Problem statement
Rewrite the material from the line that contains "of the orange" to the line that contains "POLYGON ((87 44, 90", both included, as a Markdown table with columns Row and Text. Number each nonblank line in Row and put the line itself in Text.

Supplied entries

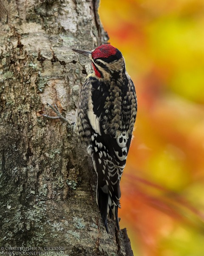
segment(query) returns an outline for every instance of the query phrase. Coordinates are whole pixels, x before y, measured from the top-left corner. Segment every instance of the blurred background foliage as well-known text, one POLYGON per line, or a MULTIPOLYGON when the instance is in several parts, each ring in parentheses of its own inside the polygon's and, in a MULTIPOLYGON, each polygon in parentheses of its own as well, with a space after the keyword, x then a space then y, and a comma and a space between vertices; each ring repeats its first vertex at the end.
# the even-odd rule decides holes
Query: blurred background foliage
POLYGON ((122 179, 135 256, 204 255, 204 1, 101 0, 138 113, 122 179))

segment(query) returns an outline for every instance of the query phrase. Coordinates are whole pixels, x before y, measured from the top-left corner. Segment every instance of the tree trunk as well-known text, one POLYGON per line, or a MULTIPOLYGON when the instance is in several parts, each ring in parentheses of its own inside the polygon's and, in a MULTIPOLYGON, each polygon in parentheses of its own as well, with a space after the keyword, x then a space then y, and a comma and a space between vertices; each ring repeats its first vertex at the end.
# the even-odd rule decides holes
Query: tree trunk
POLYGON ((71 48, 108 39, 94 0, 0 0, 0 245, 5 251, 133 255, 125 229, 96 201, 96 175, 86 149, 65 123, 76 120, 79 90, 91 70, 71 48), (57 248, 47 248, 46 247, 57 248))

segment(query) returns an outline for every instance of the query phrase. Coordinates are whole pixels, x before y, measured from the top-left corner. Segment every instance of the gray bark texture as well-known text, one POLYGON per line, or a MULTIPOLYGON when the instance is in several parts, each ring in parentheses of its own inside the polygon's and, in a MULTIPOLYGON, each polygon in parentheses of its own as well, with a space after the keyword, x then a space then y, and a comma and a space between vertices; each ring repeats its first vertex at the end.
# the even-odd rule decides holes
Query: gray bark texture
POLYGON ((76 120, 79 91, 91 68, 71 49, 91 50, 107 41, 98 4, 0 0, 1 247, 133 255, 125 229, 118 232, 109 220, 106 233, 86 149, 68 125, 41 115, 54 116, 46 103, 55 103, 76 120))

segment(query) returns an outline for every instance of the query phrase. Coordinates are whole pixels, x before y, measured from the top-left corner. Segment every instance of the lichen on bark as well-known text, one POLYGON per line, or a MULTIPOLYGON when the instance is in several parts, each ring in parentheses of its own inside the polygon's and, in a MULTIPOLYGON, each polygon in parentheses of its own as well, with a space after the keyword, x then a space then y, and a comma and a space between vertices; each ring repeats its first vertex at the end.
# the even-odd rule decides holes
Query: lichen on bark
POLYGON ((71 49, 107 41, 98 4, 0 0, 2 246, 63 244, 70 256, 131 255, 124 230, 111 220, 109 234, 103 227, 85 149, 70 126, 41 115, 54 115, 46 103, 55 103, 75 120, 79 90, 91 69, 71 49))

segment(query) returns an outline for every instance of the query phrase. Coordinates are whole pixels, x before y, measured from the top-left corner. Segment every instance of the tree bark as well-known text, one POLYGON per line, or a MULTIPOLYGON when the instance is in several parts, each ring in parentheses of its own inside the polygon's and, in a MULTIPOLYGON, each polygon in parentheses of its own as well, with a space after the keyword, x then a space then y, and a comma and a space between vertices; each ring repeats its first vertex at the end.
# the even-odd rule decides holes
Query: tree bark
POLYGON ((70 256, 133 255, 125 229, 118 232, 109 220, 106 233, 85 148, 68 125, 41 115, 54 115, 46 103, 55 103, 76 120, 91 68, 71 49, 107 41, 98 4, 0 0, 0 245, 6 250, 51 246, 70 256))

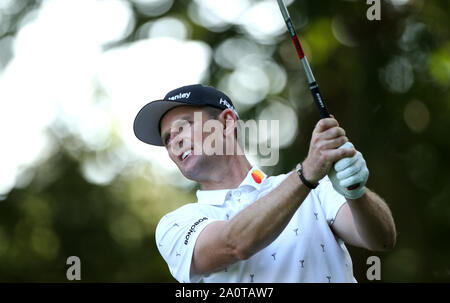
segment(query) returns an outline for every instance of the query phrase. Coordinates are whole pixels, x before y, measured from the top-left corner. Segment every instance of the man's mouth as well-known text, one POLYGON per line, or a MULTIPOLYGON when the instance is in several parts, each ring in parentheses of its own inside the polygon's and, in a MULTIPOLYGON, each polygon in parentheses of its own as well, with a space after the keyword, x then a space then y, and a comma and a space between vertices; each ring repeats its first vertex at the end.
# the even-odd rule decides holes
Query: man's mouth
POLYGON ((186 160, 186 158, 189 157, 191 154, 192 154, 192 149, 188 149, 187 151, 185 151, 184 153, 181 154, 180 160, 181 161, 186 160))

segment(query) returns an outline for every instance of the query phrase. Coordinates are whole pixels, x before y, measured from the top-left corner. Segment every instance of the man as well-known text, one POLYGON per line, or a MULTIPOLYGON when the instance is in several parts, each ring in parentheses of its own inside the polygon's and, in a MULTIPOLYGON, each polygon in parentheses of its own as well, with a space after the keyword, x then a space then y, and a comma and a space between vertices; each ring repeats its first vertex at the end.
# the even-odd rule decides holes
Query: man
POLYGON ((156 229, 178 281, 355 282, 344 243, 394 247, 389 208, 365 187, 366 163, 336 119, 317 123, 295 170, 272 177, 235 144, 238 119, 224 93, 202 85, 169 92, 135 119, 136 136, 165 146, 180 172, 202 187, 197 203, 165 215, 156 229), (202 127, 209 121, 214 132, 202 127), (215 144, 206 144, 213 135, 215 144))

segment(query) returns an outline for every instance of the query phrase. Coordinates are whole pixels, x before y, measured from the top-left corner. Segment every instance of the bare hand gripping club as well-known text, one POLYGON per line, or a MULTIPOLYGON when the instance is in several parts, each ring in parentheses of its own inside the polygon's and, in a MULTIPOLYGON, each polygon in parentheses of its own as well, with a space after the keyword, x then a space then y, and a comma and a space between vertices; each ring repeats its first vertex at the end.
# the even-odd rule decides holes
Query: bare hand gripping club
MULTIPOLYGON (((283 15, 284 21, 286 22, 286 26, 288 28, 289 35, 292 38, 292 42, 294 42, 295 49, 297 50, 298 57, 300 58, 300 62, 302 63, 303 70, 305 71, 306 78, 309 83, 309 90, 313 96, 314 102, 316 103, 317 109, 320 113, 320 118, 330 118, 330 114, 328 113, 325 102, 323 101, 322 94, 319 90, 319 85, 314 78, 311 67, 309 66, 308 59, 306 58, 305 53, 303 52, 302 45, 300 44, 300 40, 298 39, 297 33, 295 32, 294 24, 292 24, 291 17, 289 16, 289 12, 284 4, 283 0, 277 0, 278 6, 280 7, 281 14, 283 15)), ((334 168, 333 168, 334 169, 334 168)), ((347 189, 352 190, 356 189, 359 186, 358 184, 354 184, 349 186, 347 189)))

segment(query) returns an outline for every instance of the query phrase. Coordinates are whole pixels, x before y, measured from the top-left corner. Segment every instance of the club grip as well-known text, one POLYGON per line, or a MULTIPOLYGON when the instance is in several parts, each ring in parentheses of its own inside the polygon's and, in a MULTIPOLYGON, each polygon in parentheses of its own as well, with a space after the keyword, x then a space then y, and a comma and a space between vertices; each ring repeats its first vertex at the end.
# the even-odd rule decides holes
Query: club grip
POLYGON ((309 84, 309 90, 311 91, 311 94, 313 96, 314 102, 316 103, 317 109, 320 113, 320 118, 330 118, 330 114, 328 113, 328 109, 325 105, 325 102, 323 101, 322 94, 320 93, 319 86, 317 85, 317 82, 311 82, 309 84))

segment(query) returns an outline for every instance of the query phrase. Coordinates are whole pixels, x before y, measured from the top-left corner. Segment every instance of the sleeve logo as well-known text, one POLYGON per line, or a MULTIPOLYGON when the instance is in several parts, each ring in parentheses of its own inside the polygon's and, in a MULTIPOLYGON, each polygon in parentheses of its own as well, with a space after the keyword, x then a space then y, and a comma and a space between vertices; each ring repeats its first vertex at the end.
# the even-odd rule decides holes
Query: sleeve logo
POLYGON ((189 228, 188 232, 186 233, 186 237, 184 239, 184 245, 187 245, 189 243, 189 238, 191 237, 192 233, 195 233, 195 229, 197 228, 197 225, 199 225, 200 223, 202 223, 203 221, 208 220, 208 218, 203 217, 201 219, 199 219, 197 222, 195 222, 194 224, 192 224, 191 228, 189 228))

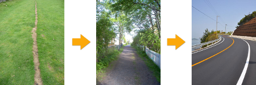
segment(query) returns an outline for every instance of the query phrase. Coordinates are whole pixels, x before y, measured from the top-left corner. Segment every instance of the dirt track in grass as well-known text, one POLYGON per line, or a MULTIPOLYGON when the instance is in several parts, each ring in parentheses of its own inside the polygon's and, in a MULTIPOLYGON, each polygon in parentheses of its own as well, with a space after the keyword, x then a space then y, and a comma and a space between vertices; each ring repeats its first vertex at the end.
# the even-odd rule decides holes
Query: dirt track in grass
POLYGON ((38 12, 37 12, 37 8, 36 8, 36 2, 35 2, 35 28, 33 28, 31 33, 33 33, 32 34, 32 38, 33 38, 33 56, 34 56, 34 63, 35 64, 35 83, 34 84, 35 85, 42 85, 43 84, 43 83, 42 82, 42 78, 40 77, 40 69, 39 69, 39 60, 38 59, 38 44, 36 42, 36 29, 37 29, 37 24, 38 24, 38 12))

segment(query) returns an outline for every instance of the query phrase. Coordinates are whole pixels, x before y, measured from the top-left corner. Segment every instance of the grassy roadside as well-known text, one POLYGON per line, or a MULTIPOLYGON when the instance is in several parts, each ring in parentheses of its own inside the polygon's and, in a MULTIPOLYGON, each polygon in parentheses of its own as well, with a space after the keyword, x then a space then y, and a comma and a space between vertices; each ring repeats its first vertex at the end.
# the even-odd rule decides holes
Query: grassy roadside
POLYGON ((161 83, 161 69, 147 56, 145 52, 141 50, 138 47, 131 46, 136 49, 136 52, 138 54, 139 57, 144 61, 150 70, 153 72, 153 75, 156 78, 158 82, 161 83))
POLYGON ((106 68, 108 68, 110 69, 113 68, 113 64, 110 64, 110 63, 113 62, 118 59, 119 55, 123 51, 123 47, 127 45, 127 44, 123 44, 123 46, 120 48, 119 51, 114 50, 103 59, 101 60, 99 60, 99 62, 96 62, 96 84, 98 83, 98 81, 102 80, 102 77, 106 75, 105 72, 106 68))
POLYGON ((35 1, 0 3, 0 84, 34 84, 35 1))
POLYGON ((43 83, 65 84, 65 1, 36 1, 36 39, 43 83))

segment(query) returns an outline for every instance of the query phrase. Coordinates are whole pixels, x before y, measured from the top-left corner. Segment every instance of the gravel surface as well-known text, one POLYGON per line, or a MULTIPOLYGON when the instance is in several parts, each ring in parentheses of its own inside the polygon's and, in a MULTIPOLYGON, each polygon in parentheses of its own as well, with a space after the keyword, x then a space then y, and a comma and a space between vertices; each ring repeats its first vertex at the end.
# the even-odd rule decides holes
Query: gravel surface
POLYGON ((160 84, 130 44, 124 47, 118 59, 113 62, 106 76, 102 80, 96 79, 96 84, 160 84))

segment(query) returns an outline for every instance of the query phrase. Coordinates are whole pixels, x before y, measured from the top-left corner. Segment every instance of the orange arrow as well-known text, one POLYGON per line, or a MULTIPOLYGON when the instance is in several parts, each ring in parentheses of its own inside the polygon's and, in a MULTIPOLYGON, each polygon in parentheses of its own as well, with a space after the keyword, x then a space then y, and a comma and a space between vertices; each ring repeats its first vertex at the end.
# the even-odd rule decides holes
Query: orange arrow
POLYGON ((185 41, 183 40, 181 37, 180 37, 176 34, 175 34, 175 38, 167 39, 167 46, 175 46, 175 50, 185 42, 185 41))
POLYGON ((87 44, 90 43, 88 39, 85 38, 82 34, 80 34, 80 38, 72 38, 72 46, 80 46, 80 50, 82 50, 87 44))

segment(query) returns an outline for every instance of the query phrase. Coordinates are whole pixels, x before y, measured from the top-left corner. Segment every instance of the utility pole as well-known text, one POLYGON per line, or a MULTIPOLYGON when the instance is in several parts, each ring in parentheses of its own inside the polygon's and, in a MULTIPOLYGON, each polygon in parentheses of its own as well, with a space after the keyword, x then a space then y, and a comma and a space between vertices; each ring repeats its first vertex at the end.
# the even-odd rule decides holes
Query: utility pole
POLYGON ((218 16, 220 17, 220 16, 217 16, 217 21, 216 21, 216 37, 218 37, 218 16))
POLYGON ((226 26, 225 26, 225 33, 226 34, 226 26))

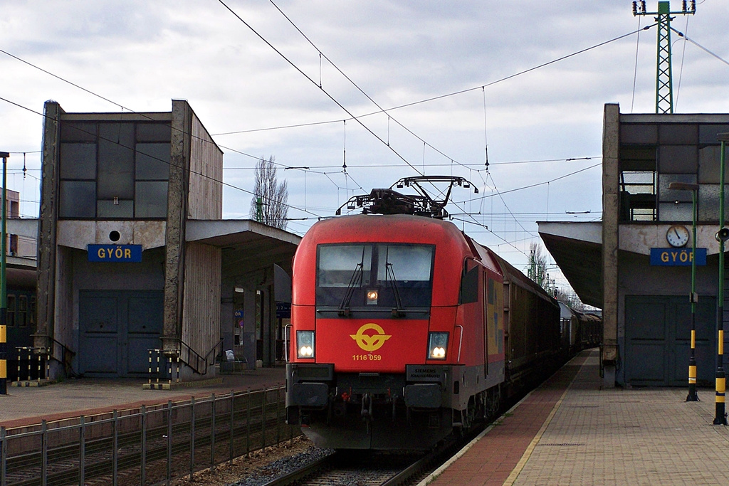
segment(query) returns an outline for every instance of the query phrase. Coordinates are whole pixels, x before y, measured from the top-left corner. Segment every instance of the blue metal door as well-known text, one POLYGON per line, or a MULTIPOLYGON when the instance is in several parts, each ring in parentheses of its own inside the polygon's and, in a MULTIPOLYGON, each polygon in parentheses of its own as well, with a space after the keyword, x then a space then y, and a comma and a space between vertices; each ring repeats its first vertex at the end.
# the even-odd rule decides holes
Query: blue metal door
POLYGON ((146 376, 148 349, 160 347, 162 291, 79 292, 79 372, 146 376))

Solution for this exercise
| Row | Text |
|---|---|
| 1 | segment(query) returns an outline for every instance of the query phrase. Coordinates are whole pixels, x before y, measured from the top-left corner. Segment every instance of the orange arrow as well-known text, one POLYGON per line, or a MULTIPOLYGON when the instance is in several parts, each ring in parentheses of its own inside the polygon's and, in a MULTIPOLYGON, each polygon in parentheses of its own as well, with a space after the keyword, x then a space then y, and a comma and a space between vertices; each ring repeats its first vertex at the end. |
| 2 | # the even-odd rule decides holes |
| 3 | Query: orange arrow |
| 4 | POLYGON ((185 41, 183 40, 181 37, 180 37, 176 34, 175 34, 175 38, 167 39, 167 46, 175 46, 175 50, 185 42, 185 41)) |
| 5 | POLYGON ((87 44, 90 43, 88 39, 85 38, 82 34, 80 34, 80 38, 72 38, 72 46, 80 46, 80 50, 82 50, 87 44)) |